Monday, March 23, 2015
Putting the "list" in "miserablist"! (or, the films of David Fincher ranked, no. 3)
For going on twenty years now—my how time flies—David Fincher has been our preeminent auteur of gross, depressing tales of murder and mayhem. Almost uniquely, Fincher has mastered a high-wire balancing act in the thriller genre, crafting films that are formally pristine, morally bracing, thematically insidious, emotionally devastating, and—most important of all—highly entertaining. Though chiefly noted for this selfsame prediliction toward the pleasantly unpleasant, Fincher has tried his hand at other things, too—one time it was good, one time it was the worst thing ever. On this episode: murder, murder, murder, murder, murder, murder, and murder (with about five, ten minutes of what I would feel comfortable calling mayhem).
Spoiler alert: I think we all know what's in the box
Some years after the implied nuclear war, a wave of religiously-inspired murder grips The City. The stage is set for Detectives William Somerset and David Mills to have personality clashes while misunderstanding the roles they have to play in the killer's master plan.
It's not "Se7en." Just like it's not the social network because its title's written in lower case in the logo. Just like it's not Zodiac, with a crosshairs through the fucking "O." Just like it's not—well, fine. I guess it is "Alien³." But it shouldn't be.
Anyway, despite contemporary promotional materials (including a logo) that use a "V" and the profound stupidity of the very idea, somehow between 1995 and now Seven became Sesevenen, and this is the most embarrassingly lame thing to happen in David Fincher's whole career, except for all of Benjamin Button.
Of course, none of this has anything to do with the film's quality, which is extraordinarily high.

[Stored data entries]
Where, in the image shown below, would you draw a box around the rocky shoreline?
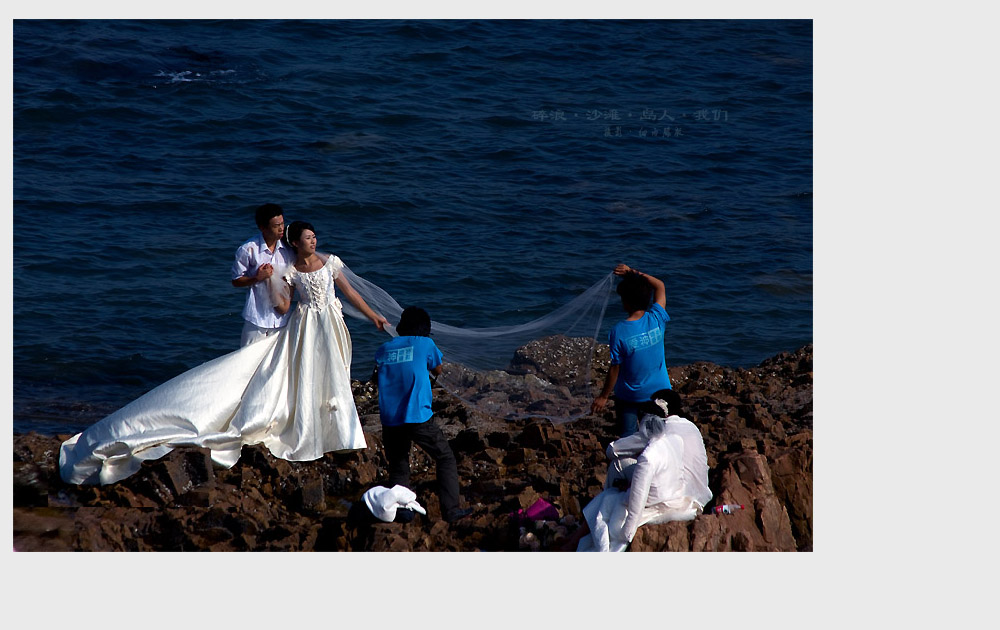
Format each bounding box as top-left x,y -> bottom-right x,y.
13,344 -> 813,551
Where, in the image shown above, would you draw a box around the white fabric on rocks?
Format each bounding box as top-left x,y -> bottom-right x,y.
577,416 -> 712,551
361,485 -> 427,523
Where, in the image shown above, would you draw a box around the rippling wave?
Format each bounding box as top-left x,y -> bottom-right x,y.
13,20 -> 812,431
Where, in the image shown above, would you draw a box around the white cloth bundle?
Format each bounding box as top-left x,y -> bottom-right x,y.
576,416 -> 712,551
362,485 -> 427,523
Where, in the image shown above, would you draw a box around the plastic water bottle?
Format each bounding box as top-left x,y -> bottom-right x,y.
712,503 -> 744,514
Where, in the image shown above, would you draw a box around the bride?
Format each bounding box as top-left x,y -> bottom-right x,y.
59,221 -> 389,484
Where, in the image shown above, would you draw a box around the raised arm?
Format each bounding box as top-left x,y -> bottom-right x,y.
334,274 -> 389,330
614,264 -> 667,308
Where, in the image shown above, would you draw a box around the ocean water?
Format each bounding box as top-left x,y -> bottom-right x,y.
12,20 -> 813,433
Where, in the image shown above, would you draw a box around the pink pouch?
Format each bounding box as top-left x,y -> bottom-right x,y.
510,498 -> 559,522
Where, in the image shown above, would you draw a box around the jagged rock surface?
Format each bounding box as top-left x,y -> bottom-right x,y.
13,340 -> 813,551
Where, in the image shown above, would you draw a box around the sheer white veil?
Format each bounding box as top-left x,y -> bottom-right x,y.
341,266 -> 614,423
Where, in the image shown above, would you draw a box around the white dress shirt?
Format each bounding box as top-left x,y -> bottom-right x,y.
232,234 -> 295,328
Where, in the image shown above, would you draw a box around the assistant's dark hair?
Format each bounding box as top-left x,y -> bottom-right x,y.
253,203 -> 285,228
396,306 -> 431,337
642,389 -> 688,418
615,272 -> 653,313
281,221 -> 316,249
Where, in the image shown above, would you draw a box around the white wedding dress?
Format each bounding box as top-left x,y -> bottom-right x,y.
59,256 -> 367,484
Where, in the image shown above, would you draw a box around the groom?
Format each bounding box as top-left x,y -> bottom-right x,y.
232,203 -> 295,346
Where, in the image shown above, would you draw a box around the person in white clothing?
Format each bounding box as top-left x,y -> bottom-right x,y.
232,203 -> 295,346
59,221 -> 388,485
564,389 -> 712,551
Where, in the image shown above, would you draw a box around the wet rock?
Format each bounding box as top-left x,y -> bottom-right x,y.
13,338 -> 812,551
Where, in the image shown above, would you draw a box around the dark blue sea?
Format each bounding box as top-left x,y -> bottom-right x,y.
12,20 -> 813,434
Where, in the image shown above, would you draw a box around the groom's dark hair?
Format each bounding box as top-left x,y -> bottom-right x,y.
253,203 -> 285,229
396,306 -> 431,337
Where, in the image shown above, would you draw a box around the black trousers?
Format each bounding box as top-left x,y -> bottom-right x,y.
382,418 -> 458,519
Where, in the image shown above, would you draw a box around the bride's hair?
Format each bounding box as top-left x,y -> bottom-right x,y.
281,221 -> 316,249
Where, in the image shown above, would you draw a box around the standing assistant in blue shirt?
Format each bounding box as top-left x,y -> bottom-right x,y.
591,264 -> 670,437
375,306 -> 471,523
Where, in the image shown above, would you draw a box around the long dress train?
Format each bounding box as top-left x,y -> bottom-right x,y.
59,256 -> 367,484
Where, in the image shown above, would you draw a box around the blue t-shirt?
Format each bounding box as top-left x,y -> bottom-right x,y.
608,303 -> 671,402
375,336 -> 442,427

---

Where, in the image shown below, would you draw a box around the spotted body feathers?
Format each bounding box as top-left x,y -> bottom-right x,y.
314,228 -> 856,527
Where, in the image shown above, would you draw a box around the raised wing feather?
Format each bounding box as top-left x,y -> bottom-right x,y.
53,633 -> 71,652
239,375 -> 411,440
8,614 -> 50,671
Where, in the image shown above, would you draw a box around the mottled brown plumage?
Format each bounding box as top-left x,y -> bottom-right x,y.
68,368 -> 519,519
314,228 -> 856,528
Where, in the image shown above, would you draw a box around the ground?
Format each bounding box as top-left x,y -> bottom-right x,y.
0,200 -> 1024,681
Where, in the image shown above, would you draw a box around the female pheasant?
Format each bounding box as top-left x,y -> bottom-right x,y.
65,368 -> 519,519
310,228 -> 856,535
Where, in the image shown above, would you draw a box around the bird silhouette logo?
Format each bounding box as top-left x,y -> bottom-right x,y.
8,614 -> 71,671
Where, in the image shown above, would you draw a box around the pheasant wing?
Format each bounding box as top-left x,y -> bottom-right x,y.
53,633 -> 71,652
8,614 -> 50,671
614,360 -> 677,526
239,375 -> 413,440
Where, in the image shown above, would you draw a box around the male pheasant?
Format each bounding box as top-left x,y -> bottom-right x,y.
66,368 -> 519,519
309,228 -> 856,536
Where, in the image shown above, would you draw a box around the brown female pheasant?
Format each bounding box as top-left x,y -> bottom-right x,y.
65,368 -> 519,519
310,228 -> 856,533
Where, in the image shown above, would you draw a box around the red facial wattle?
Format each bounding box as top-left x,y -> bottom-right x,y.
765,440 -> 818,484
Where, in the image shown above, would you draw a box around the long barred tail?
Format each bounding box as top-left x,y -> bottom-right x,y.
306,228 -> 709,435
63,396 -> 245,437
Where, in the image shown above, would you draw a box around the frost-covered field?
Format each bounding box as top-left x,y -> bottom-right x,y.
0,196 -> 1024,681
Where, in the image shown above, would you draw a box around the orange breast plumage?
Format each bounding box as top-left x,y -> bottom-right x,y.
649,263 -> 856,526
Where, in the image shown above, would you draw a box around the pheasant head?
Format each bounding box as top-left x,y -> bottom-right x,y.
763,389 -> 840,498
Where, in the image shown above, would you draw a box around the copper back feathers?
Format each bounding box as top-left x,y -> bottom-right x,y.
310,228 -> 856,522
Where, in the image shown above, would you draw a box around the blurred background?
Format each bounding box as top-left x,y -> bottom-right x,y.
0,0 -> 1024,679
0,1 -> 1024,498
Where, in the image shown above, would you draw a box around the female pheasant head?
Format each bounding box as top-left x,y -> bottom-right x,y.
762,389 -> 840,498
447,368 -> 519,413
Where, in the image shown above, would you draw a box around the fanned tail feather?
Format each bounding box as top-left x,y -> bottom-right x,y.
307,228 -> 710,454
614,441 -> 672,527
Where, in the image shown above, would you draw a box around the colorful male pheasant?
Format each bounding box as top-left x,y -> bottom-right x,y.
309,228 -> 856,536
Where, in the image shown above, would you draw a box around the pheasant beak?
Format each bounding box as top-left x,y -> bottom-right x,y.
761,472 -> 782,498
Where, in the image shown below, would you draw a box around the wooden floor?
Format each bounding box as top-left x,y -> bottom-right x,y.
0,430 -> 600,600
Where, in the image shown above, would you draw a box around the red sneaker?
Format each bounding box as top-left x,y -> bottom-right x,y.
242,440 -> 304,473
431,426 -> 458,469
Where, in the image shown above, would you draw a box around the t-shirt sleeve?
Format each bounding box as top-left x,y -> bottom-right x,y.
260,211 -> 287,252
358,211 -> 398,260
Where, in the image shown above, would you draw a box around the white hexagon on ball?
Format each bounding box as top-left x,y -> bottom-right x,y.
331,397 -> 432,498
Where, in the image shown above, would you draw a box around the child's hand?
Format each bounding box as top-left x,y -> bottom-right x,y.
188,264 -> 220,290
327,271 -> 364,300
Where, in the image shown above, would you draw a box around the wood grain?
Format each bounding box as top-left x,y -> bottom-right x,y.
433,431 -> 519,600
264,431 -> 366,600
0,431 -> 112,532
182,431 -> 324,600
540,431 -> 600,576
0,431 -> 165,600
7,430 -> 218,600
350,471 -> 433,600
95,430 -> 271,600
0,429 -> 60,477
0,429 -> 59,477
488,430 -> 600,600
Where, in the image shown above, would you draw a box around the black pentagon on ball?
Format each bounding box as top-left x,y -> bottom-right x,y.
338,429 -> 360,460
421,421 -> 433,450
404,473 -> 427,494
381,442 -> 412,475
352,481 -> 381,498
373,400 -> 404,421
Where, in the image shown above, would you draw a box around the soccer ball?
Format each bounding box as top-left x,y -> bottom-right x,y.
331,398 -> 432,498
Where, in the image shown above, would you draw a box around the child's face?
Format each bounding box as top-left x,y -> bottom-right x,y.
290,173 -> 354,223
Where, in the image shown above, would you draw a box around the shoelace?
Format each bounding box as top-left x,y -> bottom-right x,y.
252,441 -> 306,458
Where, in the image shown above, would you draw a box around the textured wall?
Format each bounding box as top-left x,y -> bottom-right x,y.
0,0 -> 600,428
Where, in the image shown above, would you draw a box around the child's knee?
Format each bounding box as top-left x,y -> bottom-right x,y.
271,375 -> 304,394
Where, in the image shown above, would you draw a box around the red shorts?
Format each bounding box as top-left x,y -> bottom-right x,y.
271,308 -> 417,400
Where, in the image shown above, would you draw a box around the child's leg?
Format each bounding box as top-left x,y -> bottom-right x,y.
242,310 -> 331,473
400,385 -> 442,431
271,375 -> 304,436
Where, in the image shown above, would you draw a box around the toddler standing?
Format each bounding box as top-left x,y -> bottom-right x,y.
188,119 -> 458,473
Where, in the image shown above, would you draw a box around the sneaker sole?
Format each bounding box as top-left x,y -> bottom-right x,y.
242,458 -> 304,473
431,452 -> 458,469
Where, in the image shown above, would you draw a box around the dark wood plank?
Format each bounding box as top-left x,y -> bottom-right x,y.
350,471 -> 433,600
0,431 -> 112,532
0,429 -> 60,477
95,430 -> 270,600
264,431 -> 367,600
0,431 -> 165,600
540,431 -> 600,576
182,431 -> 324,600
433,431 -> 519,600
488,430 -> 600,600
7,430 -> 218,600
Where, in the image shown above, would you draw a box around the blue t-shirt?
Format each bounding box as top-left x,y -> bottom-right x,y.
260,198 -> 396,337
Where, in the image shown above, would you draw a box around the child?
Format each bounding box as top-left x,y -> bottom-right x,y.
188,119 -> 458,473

▶ **Challenge 1**
According to the blog post on David Fincher's films, what qualities does Fincher build into his thrillers? Name all of them.
▶ **Challenge 2**
Answer these questions from the blog post on David Fincher's films.
(a) For about how long has Fincher been the preeminent auteur of murder tales?
(b) What are the names of the two detectives in the film's story?
(c) What grips The City some years after the implied nuclear war?
▶ **Challenge 3**
According to the blog post on David Fincher's films, why is it wrong to write the film's title with a "7" in place of the "v"?
Work from the text alone, not from the entries.

▶ **Solution 1**
The films are formally pristine, morally bracing, thematically insidious, emotionally devastating, and highly entertaining.

▶ **Solution 2**
(a) Going on twenty years.
(b) William Somerset and David Mills.
(c) A wave of religiously-inspired murder.

▶ **Solution 3**
Promotional materials from the film's release, including a logo, used a "V." The writer also calls the idea itself profoundly stupid.